*WORK INSTRUCTIONS*.
What you return should match every record exactly, with the images removed.

*DATASET RECORDS*.
_____
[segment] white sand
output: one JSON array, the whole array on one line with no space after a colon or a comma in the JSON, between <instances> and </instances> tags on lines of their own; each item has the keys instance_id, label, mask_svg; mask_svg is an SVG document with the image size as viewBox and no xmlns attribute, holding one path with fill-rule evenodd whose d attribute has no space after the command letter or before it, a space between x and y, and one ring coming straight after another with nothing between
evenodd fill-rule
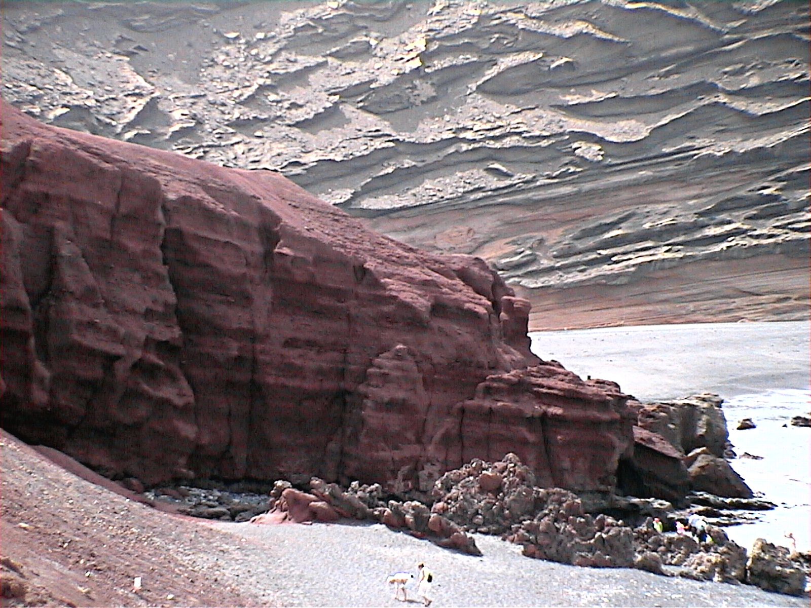
<instances>
[{"instance_id":1,"label":"white sand","mask_svg":"<svg viewBox=\"0 0 811 608\"><path fill-rule=\"evenodd\" d=\"M646 325L534 332L532 350L640 400L811 386L807 321Z\"/></svg>"}]
</instances>

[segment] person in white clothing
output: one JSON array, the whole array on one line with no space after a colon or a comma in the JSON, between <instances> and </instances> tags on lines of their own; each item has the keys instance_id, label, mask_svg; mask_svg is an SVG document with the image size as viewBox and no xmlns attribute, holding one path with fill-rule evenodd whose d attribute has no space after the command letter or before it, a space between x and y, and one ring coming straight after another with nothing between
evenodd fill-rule
<instances>
[{"instance_id":1,"label":"person in white clothing","mask_svg":"<svg viewBox=\"0 0 811 608\"><path fill-rule=\"evenodd\" d=\"M400 592L402 592L402 602L408 602L408 594L406 591L406 584L414 578L410 572L395 572L387 579L389 584L394 585L394 599L400 599Z\"/></svg>"},{"instance_id":2,"label":"person in white clothing","mask_svg":"<svg viewBox=\"0 0 811 608\"><path fill-rule=\"evenodd\" d=\"M417 569L419 570L419 585L417 587L417 594L423 598L423 605L431 606L431 602L434 601L431 593L434 584L434 573L428 570L422 562L417 564Z\"/></svg>"}]
</instances>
_____
*RESPONSE TO THE TASK*.
[segment] white sand
output: one JSON array, the whole array on one line with no space after a colon or a comma in the JSON, between <instances> and </instances> tags on lines of their own; each item has the keys instance_id, label, mask_svg; mask_svg is an SVG document with the image size as viewBox and no xmlns attribute, holding one path with fill-rule evenodd whose d attribute has no space after the command letter or before it, a space between x and y, and one ring coming straight after another with nothing between
evenodd fill-rule
<instances>
[{"instance_id":1,"label":"white sand","mask_svg":"<svg viewBox=\"0 0 811 608\"><path fill-rule=\"evenodd\" d=\"M646 325L534 332L532 350L640 400L811 386L807 321Z\"/></svg>"}]
</instances>

[segment] person in white clothing
output: one JSON array, the whole array on one line with no space after a colon or a comma in the JSON, between <instances> and </instances> tags on lines of their own; each item has the keys instance_id, label, mask_svg; mask_svg is an SVG document with the image size as viewBox and no xmlns attribute, holding one path with fill-rule evenodd whose d attribute has no space after the command letter or before it, a space between x and y, and one ring coming straight after another with nothing between
evenodd fill-rule
<instances>
[{"instance_id":1,"label":"person in white clothing","mask_svg":"<svg viewBox=\"0 0 811 608\"><path fill-rule=\"evenodd\" d=\"M400 592L402 592L402 602L408 602L408 594L406 591L406 584L414 578L410 572L395 572L387 579L389 584L394 585L394 599L400 599Z\"/></svg>"},{"instance_id":2,"label":"person in white clothing","mask_svg":"<svg viewBox=\"0 0 811 608\"><path fill-rule=\"evenodd\" d=\"M417 569L419 570L419 585L417 587L417 594L423 598L423 605L431 606L431 602L434 601L431 593L434 584L434 573L428 570L422 562L417 564Z\"/></svg>"}]
</instances>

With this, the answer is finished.